-- Task prompt --
Render as a numbered list, omitting blank lines, only the lines of the items below from the line containing "If you could put a dot on the flower cluster" through the final line of the items, both ends included.

-- Items --
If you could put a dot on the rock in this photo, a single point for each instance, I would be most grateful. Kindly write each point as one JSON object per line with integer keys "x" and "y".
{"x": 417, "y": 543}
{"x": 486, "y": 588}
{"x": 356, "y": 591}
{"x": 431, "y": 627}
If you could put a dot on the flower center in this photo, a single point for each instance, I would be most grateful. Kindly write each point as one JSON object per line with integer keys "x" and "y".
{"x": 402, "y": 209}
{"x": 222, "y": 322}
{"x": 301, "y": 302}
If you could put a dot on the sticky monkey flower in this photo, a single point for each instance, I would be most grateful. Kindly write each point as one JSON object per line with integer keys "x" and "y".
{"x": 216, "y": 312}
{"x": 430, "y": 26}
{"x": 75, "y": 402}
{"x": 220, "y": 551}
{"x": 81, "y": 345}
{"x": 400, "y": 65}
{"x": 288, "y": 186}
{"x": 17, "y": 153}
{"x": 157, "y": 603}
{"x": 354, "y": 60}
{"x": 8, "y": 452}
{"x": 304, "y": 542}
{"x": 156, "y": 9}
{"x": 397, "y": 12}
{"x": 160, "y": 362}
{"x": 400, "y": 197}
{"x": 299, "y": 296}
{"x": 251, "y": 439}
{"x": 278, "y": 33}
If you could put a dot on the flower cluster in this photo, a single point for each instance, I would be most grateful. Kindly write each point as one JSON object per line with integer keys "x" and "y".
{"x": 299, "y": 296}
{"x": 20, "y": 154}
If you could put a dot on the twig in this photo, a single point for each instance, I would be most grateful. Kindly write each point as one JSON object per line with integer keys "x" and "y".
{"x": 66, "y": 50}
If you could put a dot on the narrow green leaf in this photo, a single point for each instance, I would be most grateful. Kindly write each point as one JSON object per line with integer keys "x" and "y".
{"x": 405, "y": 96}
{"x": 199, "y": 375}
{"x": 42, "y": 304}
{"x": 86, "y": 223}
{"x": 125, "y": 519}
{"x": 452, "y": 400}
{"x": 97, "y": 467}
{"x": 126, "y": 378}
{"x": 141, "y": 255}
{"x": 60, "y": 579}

-- Result --
1. If you could put a dot on the flower cluster in this photo, a single point for each instance, I would be most grateful. Kindly write each point as one JSON object per line with integer keys "x" and "y".
2. {"x": 299, "y": 296}
3. {"x": 20, "y": 154}
4. If you could put a dot on the twig in this photo, a single point for each instance, I would be most grateful. Kindly write each point as one JSON object per line with integer keys "x" and "y".
5. {"x": 66, "y": 50}
6. If you could put a dot on the narrow green leaf in this photo, a single point for each instance, I would be most grateful. Kindly write each point as one JSON object per line with integer keys "x" and "y".
7. {"x": 405, "y": 96}
8. {"x": 199, "y": 375}
9. {"x": 42, "y": 304}
10. {"x": 86, "y": 223}
11. {"x": 125, "y": 519}
12. {"x": 452, "y": 400}
13. {"x": 97, "y": 467}
14. {"x": 126, "y": 378}
15. {"x": 141, "y": 255}
16. {"x": 60, "y": 579}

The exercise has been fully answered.